### Problem requirements
Give only the number of lines below that contain the word "dark".

### Records for this exercise
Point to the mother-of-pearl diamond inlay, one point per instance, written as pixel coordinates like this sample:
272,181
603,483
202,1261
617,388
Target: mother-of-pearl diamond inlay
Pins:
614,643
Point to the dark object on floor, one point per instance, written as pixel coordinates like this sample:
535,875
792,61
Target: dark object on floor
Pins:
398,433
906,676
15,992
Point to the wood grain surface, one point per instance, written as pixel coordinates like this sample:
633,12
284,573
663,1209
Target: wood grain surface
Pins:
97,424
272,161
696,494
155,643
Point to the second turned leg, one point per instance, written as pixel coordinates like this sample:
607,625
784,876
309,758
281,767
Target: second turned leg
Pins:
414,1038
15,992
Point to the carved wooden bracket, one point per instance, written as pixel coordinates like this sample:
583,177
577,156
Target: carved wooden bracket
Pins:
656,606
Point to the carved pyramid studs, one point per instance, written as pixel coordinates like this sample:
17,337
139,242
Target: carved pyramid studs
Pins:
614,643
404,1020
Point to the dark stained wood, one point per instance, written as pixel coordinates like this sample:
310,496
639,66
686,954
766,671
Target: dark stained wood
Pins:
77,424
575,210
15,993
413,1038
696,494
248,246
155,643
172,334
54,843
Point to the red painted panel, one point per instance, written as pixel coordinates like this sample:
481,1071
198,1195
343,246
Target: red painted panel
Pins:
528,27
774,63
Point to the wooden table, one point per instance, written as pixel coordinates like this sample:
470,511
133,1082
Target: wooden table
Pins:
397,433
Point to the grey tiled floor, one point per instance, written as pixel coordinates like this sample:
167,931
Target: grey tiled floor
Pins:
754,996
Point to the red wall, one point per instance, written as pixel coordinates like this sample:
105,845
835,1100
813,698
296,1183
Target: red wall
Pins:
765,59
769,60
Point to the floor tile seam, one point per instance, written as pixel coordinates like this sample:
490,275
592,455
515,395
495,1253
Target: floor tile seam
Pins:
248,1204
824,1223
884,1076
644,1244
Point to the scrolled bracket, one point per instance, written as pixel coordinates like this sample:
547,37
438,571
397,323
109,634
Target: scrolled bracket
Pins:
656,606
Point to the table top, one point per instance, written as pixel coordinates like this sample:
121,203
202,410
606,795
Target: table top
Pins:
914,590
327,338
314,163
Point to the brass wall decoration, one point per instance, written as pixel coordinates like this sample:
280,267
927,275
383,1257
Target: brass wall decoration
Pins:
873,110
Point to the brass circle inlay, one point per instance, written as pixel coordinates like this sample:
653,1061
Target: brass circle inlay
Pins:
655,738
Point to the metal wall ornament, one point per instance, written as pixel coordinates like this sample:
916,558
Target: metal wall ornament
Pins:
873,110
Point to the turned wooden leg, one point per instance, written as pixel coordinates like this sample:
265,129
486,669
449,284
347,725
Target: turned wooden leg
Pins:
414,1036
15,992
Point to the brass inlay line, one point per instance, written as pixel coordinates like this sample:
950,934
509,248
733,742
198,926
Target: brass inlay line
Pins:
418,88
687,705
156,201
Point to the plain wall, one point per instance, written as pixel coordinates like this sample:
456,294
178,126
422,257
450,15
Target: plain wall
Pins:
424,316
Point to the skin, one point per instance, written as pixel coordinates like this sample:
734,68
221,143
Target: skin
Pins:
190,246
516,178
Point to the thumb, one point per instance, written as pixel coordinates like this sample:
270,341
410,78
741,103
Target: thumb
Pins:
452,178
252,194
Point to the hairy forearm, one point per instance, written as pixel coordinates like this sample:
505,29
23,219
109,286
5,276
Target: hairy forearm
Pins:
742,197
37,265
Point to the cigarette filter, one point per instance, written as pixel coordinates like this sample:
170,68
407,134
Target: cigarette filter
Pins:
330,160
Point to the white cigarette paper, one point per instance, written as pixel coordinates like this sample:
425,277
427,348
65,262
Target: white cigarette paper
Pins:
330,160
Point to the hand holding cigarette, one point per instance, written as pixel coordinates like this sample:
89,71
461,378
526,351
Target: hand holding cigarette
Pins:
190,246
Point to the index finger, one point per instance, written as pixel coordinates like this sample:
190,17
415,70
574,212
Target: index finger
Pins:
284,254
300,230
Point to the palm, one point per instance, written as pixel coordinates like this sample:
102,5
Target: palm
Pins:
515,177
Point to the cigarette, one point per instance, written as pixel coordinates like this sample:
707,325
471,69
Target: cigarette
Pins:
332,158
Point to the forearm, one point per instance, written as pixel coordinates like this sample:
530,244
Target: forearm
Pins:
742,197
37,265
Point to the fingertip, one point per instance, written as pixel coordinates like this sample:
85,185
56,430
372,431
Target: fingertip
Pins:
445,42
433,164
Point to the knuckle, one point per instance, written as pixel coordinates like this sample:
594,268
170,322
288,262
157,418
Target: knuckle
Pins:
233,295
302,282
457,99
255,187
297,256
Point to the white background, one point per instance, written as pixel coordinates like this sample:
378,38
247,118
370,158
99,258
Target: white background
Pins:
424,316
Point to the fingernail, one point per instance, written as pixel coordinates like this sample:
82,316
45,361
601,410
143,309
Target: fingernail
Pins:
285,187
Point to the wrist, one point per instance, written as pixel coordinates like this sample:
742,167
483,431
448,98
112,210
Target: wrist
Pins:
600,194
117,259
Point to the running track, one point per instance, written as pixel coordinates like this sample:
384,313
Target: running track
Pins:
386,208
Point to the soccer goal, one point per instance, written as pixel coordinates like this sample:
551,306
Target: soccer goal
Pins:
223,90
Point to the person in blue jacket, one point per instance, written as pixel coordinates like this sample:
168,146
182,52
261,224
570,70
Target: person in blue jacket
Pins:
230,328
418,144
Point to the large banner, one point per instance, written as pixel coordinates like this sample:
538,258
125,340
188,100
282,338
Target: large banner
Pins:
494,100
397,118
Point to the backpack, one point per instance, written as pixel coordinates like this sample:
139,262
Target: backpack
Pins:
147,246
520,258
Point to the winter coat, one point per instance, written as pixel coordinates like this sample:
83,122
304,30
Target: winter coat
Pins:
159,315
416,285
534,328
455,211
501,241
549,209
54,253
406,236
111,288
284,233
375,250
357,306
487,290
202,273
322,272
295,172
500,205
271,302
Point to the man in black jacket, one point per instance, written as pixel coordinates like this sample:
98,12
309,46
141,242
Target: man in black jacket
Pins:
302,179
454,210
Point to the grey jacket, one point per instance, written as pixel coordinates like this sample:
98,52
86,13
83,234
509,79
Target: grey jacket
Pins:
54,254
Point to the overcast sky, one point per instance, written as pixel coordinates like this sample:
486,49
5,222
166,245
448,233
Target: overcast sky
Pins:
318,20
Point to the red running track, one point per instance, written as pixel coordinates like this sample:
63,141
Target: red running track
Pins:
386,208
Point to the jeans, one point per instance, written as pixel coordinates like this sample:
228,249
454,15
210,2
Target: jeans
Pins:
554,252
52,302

### Worked solution
4